• _REQUEST 1_: In the first post of the forum thread about lowering an LTZ, find every distance the poster measured on the car. Give each one with what it measures.
• _REQUEST 2_: Copy the forum thread about lowering an LTZ word for word, from "# Any lower??" up to and including "Any suggestions guys??".
• _REQUEST 3_: Write what comes next in the forum thread about lowering an LTZ, picking up right after its final sentence.

• _DOCUMENT SECTION_:
________

# Any lower??



## WhiteAndBright (Mar 4, 2013)

So I have a 12 LTZ with H&R springs.. As of right now with almost 20k on the springs I don't think they will be settling anymore and they are not as low as I thought they were going to be and would like for the tire and finder to be flush and even tuck a little in the front, I am about 1 1/4 inch from tire to finder in the front and 1 3/4 inch in the rear.. Is there any bump stops that I can take out or is there anything I can do to get this without the obvious answers of coils, cutting or changing brands?? With the car on an even flat surface I am 26 1/4 in from ground to finder and 26 3/4 in the rear.. There is another member on here with a black LTZ "cyclone wrath" that has posted in the "official lowered thread" and the stance that he has is exactly what I am looking for.. Any suggestions guys??


Sent from AutoGuide.com Free App


----------



## WhiteAndBright (Mar 4, 2013)

I also remember a thread about the struts and how they were updated.. A member up north said they changed just his struts and not the springs and that it lowered his car.. The reason for him taking it in is he said that the strut sounded bad, like a clunking noise.. I hear it in my car and have taken it to the dealer (that I work at) and they will not touch it because I have lowering springs on it.. They told me I would have to put the factory springs back on before they would even let me pull it into service for that issue.. Struts made the noise before I put the springs on so it is not the springs that caused this.. My car was built in April of 2012 right around the change of struts in Lordstown.. Could my car have slipped through with the old design?? Vin is C7317316 and is about 2000 past the cutoff numbers for vin's..


Sent from AutoGuide.com Free App


----------



## WhiteAndBright (Mar 4, 2013)

Bump..


Sent from AutoGuide.com Free App


----------



## Blue Angel (Feb 18, 2011)

I can only offer my experience with the Eibachs. I have the new struts and my front is pretty slammed, tires are almost even with the fenders. Rears have a little gap, maybe an inch or a little more?

As far as going lower with your current springs I don't think that's going to happen unless you're willing to cut them, and that's not an ideal solution. Pulling the bump stops just gives more travel before bottoming out, but when you do bottom out it will hit HARD.

________

Stored dataset items
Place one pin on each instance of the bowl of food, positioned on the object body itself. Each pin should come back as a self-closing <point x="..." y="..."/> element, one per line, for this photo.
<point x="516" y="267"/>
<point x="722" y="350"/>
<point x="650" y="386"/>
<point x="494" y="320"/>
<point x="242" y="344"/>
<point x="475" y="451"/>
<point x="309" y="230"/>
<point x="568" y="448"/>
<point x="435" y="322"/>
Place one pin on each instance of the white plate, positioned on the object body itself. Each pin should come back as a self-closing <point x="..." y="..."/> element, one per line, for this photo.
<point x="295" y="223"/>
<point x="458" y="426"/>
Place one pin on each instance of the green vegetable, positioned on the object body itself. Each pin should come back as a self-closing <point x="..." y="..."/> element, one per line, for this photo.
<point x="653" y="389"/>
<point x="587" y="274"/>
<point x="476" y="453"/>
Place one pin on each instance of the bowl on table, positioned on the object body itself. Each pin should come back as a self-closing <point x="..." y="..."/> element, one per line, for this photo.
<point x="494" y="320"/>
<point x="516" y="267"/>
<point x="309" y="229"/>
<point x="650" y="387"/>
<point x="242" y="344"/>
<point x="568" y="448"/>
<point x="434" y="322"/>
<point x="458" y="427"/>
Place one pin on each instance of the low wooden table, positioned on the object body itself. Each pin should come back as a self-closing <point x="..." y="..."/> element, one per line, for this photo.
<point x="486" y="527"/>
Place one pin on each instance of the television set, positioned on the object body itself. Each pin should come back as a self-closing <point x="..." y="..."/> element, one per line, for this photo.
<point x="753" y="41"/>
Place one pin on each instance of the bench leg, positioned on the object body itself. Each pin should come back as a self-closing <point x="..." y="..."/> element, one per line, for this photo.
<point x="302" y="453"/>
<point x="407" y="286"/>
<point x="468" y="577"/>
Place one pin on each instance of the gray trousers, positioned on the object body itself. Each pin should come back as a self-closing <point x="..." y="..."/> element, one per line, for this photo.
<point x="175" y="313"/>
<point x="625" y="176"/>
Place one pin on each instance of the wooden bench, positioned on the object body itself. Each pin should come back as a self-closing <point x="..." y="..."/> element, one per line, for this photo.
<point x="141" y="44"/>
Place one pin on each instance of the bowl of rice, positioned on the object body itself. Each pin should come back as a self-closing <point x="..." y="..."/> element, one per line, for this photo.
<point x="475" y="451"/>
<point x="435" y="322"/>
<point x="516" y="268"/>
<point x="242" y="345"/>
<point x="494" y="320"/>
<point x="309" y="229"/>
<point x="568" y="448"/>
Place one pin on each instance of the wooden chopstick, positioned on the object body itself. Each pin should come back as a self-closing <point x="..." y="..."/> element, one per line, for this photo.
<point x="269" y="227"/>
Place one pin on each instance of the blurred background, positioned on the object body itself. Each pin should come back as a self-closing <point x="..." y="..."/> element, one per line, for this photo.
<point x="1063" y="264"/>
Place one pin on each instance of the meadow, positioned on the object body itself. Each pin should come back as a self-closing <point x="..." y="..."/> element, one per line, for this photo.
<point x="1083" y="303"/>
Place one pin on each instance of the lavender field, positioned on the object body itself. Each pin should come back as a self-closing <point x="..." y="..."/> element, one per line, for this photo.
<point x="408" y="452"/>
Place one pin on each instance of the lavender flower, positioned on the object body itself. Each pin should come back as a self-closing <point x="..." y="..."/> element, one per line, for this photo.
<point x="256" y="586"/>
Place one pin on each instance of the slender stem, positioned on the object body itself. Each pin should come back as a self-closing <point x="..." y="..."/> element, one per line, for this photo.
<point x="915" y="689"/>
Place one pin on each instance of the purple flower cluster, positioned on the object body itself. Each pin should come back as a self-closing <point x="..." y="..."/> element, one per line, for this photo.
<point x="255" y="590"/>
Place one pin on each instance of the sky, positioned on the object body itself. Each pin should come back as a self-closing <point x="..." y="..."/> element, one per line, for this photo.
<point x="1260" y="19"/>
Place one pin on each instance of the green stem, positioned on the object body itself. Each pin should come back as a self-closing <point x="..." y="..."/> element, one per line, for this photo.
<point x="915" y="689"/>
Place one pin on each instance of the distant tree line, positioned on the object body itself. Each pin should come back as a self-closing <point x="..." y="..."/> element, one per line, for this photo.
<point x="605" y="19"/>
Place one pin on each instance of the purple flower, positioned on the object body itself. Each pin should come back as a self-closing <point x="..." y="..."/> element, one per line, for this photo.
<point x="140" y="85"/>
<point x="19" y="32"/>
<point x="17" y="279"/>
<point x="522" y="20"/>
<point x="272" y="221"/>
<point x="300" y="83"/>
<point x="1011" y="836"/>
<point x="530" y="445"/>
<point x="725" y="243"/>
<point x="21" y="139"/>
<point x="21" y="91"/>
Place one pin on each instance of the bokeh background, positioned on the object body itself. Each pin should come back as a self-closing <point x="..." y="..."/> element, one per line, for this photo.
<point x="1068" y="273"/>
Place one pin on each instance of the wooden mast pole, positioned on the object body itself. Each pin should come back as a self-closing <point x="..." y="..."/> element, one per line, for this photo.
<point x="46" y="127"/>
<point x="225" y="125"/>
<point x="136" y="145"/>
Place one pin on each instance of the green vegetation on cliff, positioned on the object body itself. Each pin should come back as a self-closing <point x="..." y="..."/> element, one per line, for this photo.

________

• _TASK OUTPUT 1_:
- 1 1/4 inch: tire to fender in the front
- 1 3/4 inch: tire to fender in the rear
- 26 1/4 in: ground to fender in the front
- 26 3/4 in: ground to fender in the rear

• _TASK OUTPUT 2_:
# Any lower??



## WhiteAndBright (Mar 4, 2013)

So I have a 12 LTZ with H&R springs.. As of right now with almost 20k on the springs I don't think they will be settling anymore and they are not as low as I thought they were going to be and would like for the tire and finder to be flush and even tuck a little in the front, I am about 1 1/4 inch from tire to finder in the front and 1 3/4 inch in the rear.. Is there any bump stops that I can take out or is there anything I can do to get this without the obvious answers of coils, cutting or changing brands?? With the car on an even flat surface I am 26 1/4 in from ground to finder and 26 3/4 in the rear.. There is another member on here with a black LTZ "cyclone wrath" that has posted in the "official lowered thread" and the stance that he has is exactly what I am looking for.. Any suggestions guys??

• _TASK OUTPUT 3_:
Installing the new struts up front may bring the front down, but the rear will not change. My car sits too high in the rear, and since my front is a little too low I plan to raise the front slightly to balance the look, less rake.


----------



## WhiteAndBright (Mar 4, 2013)

The thing is my dealership won't even look at my car because it is lowered.. My vin is after the cutoff but was built before that cutoff.. The car was doing it before the springs were put on.. I contacted GM customer care and they contacted my dealer and asked what the deal was and he called me into his office and said that I would have to pay to have them swapped back then he would look at it then told Jackie that I thought I was part of a survey or something..


Sent from AutoGuide.com Free App


----------



## Blue Angel (Feb 18, 2011)

Well, you might be stuck swapping the stock springs back in, at least on the front, if you want them to do any warranty work. I can understand why they are thinking that way.

I can't imagine it taking a shop longer than about 1-1.5 hours to swap your old springs back in.


----------



## WhiteAndBright (Mar 4, 2013)

Blue Angel said:


> Well, you might be stuck swapping the stock springs back in, at least on the front, if you want them to do any warranty work. I can understand why they are thinking that way.
> 
> I can't imagine it taking a shop longer than about 1-1.5 hours to swap your old springs back in.


I'm just going to say screw it and buy the struts from www.gmpartsdirect.com and pay a tech at the dealership to put them on after hours.. Struts are 56.08 a side.. Since I can't get any help from GM on a known issue that I am having.. And when GM did contact the dealership I was made out to be an idiot and apperently not even know what I was talking about..


Sent from AutoGuide.com Free App


----------



## Blue Angel (Feb 18, 2011)

Careful... I think the noise issue was the hardware at the top of the strut, not the strut itself. The strut redesign was necessary due to the other parts being redesigned. Your hardware may not work with the new struts.


----------



## WhiteAndBright (Mar 4, 2013)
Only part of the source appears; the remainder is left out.